#### Task brief:
Please reproduce all entries word for word, leaving every image behind.

#### Material to process:
+===+

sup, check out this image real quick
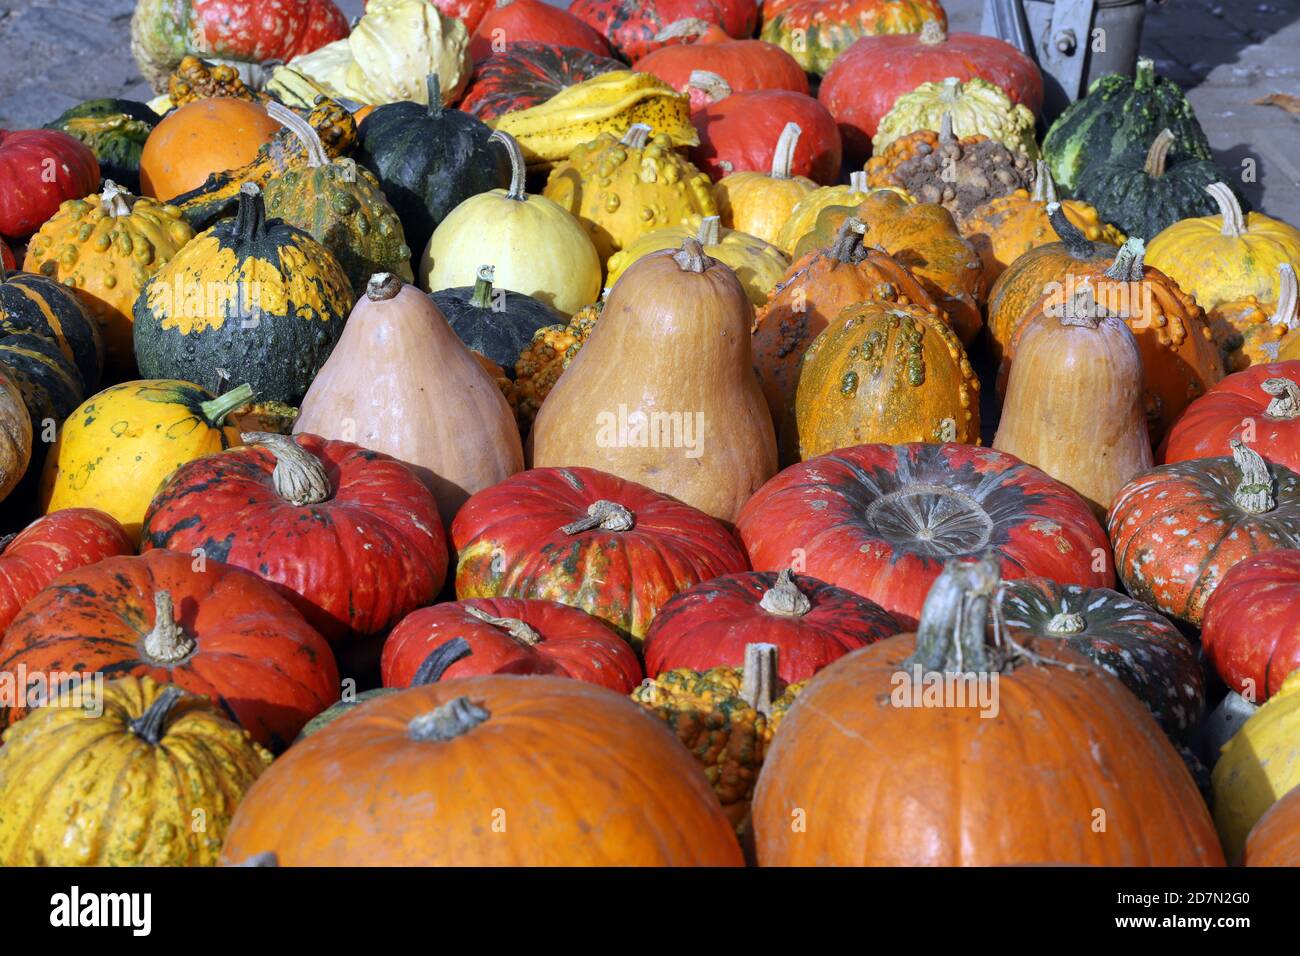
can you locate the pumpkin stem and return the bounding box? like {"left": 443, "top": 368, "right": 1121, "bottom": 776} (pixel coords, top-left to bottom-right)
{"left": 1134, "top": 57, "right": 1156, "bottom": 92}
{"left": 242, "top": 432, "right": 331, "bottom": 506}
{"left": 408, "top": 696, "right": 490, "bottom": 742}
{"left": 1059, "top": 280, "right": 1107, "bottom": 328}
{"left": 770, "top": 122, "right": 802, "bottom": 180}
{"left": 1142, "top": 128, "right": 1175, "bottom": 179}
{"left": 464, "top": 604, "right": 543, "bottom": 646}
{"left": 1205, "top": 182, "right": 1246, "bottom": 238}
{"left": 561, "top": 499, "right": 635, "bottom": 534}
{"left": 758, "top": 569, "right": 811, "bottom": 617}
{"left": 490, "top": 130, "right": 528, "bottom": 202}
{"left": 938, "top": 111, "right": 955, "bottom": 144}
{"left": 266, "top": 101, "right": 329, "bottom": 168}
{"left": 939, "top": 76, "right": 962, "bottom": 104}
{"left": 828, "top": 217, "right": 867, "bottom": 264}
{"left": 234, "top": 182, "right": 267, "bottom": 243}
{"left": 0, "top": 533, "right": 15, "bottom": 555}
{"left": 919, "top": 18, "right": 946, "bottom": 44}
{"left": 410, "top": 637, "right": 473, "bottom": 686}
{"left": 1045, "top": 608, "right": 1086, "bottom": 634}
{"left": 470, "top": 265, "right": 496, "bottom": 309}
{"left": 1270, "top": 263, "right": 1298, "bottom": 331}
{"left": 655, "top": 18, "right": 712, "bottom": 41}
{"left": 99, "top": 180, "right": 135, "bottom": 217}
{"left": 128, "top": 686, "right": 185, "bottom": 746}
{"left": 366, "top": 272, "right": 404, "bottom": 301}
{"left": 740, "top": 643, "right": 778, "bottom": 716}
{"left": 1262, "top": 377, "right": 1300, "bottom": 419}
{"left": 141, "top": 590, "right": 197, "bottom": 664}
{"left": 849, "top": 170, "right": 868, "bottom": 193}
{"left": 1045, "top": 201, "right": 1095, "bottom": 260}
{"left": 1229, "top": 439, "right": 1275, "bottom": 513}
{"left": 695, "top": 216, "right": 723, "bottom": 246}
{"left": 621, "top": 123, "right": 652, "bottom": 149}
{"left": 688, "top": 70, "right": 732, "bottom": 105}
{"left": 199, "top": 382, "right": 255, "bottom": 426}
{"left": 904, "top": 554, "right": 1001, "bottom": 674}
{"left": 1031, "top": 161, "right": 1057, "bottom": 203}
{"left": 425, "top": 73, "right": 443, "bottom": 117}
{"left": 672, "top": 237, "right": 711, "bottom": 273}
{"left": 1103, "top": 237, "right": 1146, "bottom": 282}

+===+

#### Solved problem:
sup, check out this image real quick
can you locate the pumpkin stem and return the bounding box? like {"left": 443, "top": 368, "right": 1121, "bottom": 776} (pixel coords, top-left to bottom-right)
{"left": 1134, "top": 57, "right": 1156, "bottom": 92}
{"left": 242, "top": 432, "right": 331, "bottom": 506}
{"left": 408, "top": 696, "right": 490, "bottom": 742}
{"left": 1059, "top": 280, "right": 1107, "bottom": 328}
{"left": 770, "top": 122, "right": 802, "bottom": 180}
{"left": 1142, "top": 128, "right": 1175, "bottom": 179}
{"left": 464, "top": 604, "right": 543, "bottom": 646}
{"left": 1205, "top": 182, "right": 1246, "bottom": 238}
{"left": 561, "top": 499, "right": 635, "bottom": 534}
{"left": 758, "top": 569, "right": 811, "bottom": 617}
{"left": 490, "top": 130, "right": 528, "bottom": 202}
{"left": 938, "top": 111, "right": 955, "bottom": 144}
{"left": 266, "top": 101, "right": 329, "bottom": 168}
{"left": 939, "top": 76, "right": 962, "bottom": 104}
{"left": 828, "top": 217, "right": 867, "bottom": 264}
{"left": 234, "top": 182, "right": 267, "bottom": 243}
{"left": 0, "top": 533, "right": 15, "bottom": 555}
{"left": 919, "top": 18, "right": 946, "bottom": 44}
{"left": 410, "top": 637, "right": 473, "bottom": 686}
{"left": 1045, "top": 608, "right": 1086, "bottom": 634}
{"left": 470, "top": 265, "right": 496, "bottom": 309}
{"left": 1270, "top": 263, "right": 1298, "bottom": 331}
{"left": 655, "top": 18, "right": 712, "bottom": 41}
{"left": 99, "top": 180, "right": 135, "bottom": 217}
{"left": 128, "top": 686, "right": 185, "bottom": 746}
{"left": 366, "top": 272, "right": 404, "bottom": 301}
{"left": 740, "top": 643, "right": 778, "bottom": 716}
{"left": 1262, "top": 377, "right": 1300, "bottom": 419}
{"left": 141, "top": 590, "right": 197, "bottom": 664}
{"left": 849, "top": 170, "right": 868, "bottom": 193}
{"left": 1045, "top": 201, "right": 1095, "bottom": 260}
{"left": 1229, "top": 439, "right": 1275, "bottom": 513}
{"left": 695, "top": 216, "right": 723, "bottom": 246}
{"left": 621, "top": 123, "right": 652, "bottom": 149}
{"left": 688, "top": 70, "right": 732, "bottom": 105}
{"left": 199, "top": 382, "right": 255, "bottom": 426}
{"left": 904, "top": 554, "right": 1001, "bottom": 674}
{"left": 1031, "top": 161, "right": 1057, "bottom": 203}
{"left": 425, "top": 73, "right": 443, "bottom": 117}
{"left": 672, "top": 237, "right": 711, "bottom": 273}
{"left": 1103, "top": 237, "right": 1146, "bottom": 282}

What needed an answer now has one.